TASK PROMPT — Copy out every entry below in full and leave its wording unchanged. In each answer, multiply every polygon coordinate by 1.95 and round the result to a whole number, with halves rounded up.

# START OF WORKING DATA

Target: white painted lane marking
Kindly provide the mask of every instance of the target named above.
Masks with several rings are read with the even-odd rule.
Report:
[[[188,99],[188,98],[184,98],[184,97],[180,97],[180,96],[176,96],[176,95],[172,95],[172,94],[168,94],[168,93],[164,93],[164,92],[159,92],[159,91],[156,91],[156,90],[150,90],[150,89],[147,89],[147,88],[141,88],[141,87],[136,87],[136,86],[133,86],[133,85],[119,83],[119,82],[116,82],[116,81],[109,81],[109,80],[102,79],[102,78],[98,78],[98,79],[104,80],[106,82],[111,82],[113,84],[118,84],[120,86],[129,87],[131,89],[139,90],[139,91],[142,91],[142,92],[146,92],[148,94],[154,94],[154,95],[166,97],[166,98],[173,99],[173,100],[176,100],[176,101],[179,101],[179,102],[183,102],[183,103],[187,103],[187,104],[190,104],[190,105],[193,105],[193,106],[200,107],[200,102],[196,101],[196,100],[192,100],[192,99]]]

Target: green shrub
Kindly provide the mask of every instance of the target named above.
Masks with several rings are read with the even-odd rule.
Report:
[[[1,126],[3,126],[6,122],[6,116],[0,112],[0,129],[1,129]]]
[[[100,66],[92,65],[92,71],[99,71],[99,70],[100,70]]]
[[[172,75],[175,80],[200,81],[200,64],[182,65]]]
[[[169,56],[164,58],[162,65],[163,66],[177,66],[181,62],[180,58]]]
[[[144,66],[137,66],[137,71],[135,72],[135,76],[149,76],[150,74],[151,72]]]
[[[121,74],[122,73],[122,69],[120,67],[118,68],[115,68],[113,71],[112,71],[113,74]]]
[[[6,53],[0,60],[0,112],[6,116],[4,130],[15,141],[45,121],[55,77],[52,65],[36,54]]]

# END OF WORKING DATA

CORRECT OUTPUT —
Target: white painted lane marking
Kindly provide the mask of every instance of the target named above.
Masks with several rings are read with the even-odd rule.
Report:
[[[367,193],[367,191],[359,191],[359,189],[351,189],[351,187],[343,187],[343,185],[335,185],[335,183],[328,183],[328,181],[320,181],[320,179],[310,179],[310,177],[304,177],[304,176],[293,176],[293,174],[287,174],[287,172],[275,172],[275,170],[265,170],[265,168],[259,168],[259,166],[232,162],[232,160],[226,160],[226,158],[213,158],[213,156],[199,154],[199,152],[191,152],[191,154],[203,156],[207,160],[216,160],[220,164],[230,164],[234,168],[252,170],[255,174],[271,176],[271,177],[277,177],[277,179],[285,179],[289,183],[300,183],[300,185],[324,189],[324,191],[337,193],[337,195],[343,195],[343,197],[349,197],[349,199],[357,199],[357,201],[365,201],[365,203],[371,203],[371,205],[376,205],[376,207],[390,209],[390,199],[382,197],[382,195],[374,195],[374,193]]]

Target: green shrub
Kindly provide the mask of every instance of the target named above.
Masks with several rings are read with the even-odd rule.
Report:
[[[2,246],[6,246],[12,238],[12,226],[0,218],[0,252],[2,252]]]
[[[195,129],[179,127],[179,138],[193,138],[193,137],[195,137]]]
[[[335,146],[341,156],[390,158],[390,125],[355,127]]]
[[[330,109],[320,113],[316,127],[318,129],[345,129],[353,121],[351,113]]]
[[[281,129],[267,129],[267,138],[263,140],[263,148],[291,148],[293,144],[294,140]]]
[[[236,144],[238,142],[238,135],[234,131],[230,133],[224,133],[220,138],[218,138],[220,144]]]
[[[12,103],[0,117],[0,218],[12,226],[8,254],[29,275],[88,236],[107,150],[101,127],[70,105]]]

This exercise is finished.